Text shown:
Now they’re both studying to become psychotherapists and they’ve formed a band called Overnight – they’ve released one album – all because of the events of one night in the summer of 2008.

Plumtree & Overnight album covers

Lynette’s parents are John Robert and Janette Gillis. Big in the Cape Breton music scene, John Robert Gillis is a well-known step dancer and fiddler. They had a baby girl and named her Cheryl. They wanted more kids but were having trouble, so they decided to adopt.

“They had the option to adopt a little girl or boy. They decided they didn’t want to go visit the kids and just base it on a superficial thing like who’s cuter or who’s more friendly,” Lynette explains as she covers the casserole dish and puts it in the oven.

Her parents discovered that the baby girl needed a hip operation and since they lived close to a hospital they decided they would adopt her. Her birth mother had called her Trixie. The Gillises named her Darlene.

Information provided:

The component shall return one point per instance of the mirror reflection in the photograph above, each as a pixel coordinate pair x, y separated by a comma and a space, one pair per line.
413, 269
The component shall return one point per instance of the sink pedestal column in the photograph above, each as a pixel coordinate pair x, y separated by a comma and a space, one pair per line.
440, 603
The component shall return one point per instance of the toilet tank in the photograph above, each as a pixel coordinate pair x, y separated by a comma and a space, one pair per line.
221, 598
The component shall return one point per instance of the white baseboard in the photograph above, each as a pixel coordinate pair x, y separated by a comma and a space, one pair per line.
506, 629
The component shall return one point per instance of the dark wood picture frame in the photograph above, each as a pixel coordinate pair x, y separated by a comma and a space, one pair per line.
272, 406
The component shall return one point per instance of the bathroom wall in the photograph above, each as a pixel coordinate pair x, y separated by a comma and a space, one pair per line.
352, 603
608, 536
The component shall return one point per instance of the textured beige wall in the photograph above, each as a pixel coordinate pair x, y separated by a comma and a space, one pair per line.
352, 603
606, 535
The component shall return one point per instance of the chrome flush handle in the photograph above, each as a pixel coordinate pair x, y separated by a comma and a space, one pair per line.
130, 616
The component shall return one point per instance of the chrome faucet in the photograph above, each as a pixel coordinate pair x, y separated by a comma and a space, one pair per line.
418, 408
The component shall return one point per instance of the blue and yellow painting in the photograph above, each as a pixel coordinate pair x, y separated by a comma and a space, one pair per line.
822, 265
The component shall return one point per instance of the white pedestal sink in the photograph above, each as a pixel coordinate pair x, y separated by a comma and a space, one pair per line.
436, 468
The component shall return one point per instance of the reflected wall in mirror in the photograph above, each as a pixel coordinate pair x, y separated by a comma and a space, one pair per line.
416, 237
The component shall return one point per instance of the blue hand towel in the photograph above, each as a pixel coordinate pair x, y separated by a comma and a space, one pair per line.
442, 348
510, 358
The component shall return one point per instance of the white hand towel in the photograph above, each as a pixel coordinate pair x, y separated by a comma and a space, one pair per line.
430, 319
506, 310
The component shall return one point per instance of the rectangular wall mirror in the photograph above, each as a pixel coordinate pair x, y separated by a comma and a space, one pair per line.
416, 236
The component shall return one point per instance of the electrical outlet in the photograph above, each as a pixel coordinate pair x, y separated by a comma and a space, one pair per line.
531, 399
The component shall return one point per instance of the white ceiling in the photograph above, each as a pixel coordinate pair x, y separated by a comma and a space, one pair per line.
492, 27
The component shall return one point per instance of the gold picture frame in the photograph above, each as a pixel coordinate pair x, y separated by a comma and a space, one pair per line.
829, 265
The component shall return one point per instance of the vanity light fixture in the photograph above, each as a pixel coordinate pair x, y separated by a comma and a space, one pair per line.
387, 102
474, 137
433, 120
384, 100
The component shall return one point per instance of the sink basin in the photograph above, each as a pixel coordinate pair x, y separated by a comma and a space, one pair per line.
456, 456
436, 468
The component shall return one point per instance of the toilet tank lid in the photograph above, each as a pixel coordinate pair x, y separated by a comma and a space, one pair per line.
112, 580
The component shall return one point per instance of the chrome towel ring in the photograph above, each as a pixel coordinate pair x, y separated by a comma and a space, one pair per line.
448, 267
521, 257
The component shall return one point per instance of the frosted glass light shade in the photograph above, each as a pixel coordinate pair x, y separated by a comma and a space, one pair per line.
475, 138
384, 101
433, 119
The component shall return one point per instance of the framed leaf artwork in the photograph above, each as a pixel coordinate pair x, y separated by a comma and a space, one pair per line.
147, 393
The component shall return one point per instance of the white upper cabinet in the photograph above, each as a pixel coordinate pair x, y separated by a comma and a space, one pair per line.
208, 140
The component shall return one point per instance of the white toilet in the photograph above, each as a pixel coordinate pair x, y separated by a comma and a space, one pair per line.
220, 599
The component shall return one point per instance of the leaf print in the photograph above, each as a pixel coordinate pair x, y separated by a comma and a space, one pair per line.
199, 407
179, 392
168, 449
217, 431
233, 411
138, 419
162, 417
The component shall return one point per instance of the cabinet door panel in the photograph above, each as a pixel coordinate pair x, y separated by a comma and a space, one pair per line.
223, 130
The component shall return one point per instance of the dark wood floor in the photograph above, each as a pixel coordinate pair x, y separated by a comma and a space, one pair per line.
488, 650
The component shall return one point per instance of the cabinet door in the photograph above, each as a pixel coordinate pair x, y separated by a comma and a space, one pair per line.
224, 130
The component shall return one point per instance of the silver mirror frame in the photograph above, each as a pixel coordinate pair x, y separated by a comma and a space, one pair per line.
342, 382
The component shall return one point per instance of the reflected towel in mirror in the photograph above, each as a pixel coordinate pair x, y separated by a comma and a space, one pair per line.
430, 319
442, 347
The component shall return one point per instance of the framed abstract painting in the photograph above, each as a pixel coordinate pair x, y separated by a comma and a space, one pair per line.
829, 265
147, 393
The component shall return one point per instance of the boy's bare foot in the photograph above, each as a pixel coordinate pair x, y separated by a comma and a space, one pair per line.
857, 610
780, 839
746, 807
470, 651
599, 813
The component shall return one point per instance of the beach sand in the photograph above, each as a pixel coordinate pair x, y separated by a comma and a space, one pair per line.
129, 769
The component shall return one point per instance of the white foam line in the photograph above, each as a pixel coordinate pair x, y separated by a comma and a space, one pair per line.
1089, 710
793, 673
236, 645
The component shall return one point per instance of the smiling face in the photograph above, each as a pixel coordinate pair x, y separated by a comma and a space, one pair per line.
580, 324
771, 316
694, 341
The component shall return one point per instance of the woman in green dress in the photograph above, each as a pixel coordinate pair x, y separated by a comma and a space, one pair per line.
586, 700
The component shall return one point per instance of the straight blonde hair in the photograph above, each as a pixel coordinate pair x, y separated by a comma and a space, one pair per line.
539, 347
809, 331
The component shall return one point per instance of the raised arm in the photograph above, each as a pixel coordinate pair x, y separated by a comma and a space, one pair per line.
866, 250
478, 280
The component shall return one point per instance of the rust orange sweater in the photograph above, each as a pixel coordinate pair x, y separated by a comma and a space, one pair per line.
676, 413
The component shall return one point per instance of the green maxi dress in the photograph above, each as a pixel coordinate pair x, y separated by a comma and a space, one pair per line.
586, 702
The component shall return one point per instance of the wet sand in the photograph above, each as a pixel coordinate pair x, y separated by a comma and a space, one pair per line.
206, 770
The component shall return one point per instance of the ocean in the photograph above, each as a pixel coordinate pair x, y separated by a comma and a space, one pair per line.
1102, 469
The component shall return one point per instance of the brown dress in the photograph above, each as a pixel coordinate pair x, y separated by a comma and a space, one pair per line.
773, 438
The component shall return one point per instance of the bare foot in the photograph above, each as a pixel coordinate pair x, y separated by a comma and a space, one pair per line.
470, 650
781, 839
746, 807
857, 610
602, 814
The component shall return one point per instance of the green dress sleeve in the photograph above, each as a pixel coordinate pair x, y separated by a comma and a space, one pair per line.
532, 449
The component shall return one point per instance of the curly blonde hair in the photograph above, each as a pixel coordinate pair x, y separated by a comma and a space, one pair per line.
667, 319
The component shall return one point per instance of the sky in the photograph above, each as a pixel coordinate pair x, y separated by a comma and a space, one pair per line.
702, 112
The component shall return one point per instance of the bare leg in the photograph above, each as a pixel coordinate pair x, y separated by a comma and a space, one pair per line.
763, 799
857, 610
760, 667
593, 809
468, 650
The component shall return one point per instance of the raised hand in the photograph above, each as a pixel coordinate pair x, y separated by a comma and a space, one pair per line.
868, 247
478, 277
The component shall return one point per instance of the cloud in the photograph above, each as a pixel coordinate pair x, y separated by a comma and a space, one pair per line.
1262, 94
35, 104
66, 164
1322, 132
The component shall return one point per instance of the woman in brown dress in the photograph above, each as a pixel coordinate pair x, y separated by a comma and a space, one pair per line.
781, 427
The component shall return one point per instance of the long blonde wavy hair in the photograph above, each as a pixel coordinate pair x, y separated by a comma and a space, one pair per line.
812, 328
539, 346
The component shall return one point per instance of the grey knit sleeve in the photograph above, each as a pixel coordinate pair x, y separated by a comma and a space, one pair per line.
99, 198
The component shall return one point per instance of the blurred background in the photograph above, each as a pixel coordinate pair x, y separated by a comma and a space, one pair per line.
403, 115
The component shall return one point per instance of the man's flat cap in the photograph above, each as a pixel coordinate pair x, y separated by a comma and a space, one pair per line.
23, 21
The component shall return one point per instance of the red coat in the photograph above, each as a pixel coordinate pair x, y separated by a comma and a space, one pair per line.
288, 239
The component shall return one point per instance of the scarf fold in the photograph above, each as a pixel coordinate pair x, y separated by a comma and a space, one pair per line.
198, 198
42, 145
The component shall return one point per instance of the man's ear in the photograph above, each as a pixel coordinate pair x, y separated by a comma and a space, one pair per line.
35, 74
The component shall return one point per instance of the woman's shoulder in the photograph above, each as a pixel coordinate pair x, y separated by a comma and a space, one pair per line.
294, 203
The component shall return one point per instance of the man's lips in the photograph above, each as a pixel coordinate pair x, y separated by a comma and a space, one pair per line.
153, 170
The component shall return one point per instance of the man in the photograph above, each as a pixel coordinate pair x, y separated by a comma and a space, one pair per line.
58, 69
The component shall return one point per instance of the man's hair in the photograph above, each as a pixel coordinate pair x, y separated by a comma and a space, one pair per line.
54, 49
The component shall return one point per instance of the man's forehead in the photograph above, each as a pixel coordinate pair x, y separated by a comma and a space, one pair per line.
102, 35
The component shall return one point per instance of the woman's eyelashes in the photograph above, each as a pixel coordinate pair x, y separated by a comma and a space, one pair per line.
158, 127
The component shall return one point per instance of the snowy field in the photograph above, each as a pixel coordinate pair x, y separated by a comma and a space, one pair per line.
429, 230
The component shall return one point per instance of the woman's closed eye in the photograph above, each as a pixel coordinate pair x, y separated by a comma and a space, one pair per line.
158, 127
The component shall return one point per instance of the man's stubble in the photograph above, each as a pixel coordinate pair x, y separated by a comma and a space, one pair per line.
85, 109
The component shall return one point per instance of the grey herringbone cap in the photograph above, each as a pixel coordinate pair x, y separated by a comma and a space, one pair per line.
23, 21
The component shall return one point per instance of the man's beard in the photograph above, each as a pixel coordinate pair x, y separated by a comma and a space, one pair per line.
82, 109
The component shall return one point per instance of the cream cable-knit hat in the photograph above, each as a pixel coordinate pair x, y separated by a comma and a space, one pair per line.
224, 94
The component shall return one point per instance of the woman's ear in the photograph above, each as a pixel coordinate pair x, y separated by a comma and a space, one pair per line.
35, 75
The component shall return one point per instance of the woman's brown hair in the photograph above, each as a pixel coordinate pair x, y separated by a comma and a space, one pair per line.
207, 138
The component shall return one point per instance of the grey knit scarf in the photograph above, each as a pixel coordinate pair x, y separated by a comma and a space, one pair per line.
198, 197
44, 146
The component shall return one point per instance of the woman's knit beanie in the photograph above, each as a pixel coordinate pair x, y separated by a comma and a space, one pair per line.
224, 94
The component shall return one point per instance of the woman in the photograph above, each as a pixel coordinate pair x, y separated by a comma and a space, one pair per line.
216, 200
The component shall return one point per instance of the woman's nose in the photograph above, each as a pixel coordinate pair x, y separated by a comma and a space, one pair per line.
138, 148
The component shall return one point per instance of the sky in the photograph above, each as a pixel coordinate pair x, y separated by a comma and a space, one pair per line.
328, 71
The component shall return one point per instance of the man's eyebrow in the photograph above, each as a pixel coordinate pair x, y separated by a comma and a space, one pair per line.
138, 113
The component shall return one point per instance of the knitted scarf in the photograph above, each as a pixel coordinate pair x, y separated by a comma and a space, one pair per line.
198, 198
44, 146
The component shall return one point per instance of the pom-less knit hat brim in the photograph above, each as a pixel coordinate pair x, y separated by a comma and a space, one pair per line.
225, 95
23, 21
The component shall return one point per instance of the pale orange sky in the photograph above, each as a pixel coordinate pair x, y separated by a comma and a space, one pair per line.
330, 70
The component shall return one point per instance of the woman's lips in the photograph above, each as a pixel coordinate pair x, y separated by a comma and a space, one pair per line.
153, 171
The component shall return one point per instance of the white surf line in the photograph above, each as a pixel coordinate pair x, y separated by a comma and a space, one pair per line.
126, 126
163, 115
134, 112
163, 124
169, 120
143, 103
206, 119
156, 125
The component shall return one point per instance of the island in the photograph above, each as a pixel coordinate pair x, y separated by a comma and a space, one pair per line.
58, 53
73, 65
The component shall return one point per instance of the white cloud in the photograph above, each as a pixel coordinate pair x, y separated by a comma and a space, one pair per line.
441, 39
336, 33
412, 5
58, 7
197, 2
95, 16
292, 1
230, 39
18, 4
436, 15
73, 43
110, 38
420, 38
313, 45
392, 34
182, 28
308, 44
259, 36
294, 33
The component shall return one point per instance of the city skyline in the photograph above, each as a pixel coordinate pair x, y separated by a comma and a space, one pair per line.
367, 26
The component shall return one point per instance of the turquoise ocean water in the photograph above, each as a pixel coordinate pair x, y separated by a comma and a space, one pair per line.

Assigned task 1:
List every member of the Gillis family who is named in the text about Lynette's family.
Assigned task 2:
In the text about Lynette's family, why did her parents decide to adopt the baby girl?

Task response 1:
John Robert Gillis, Janette Gillis, Lynette, Cheryl, Darlene (called Trixie by her birth mother)

Task response 2:
She needed a hip operation, and they lived close to a hospital.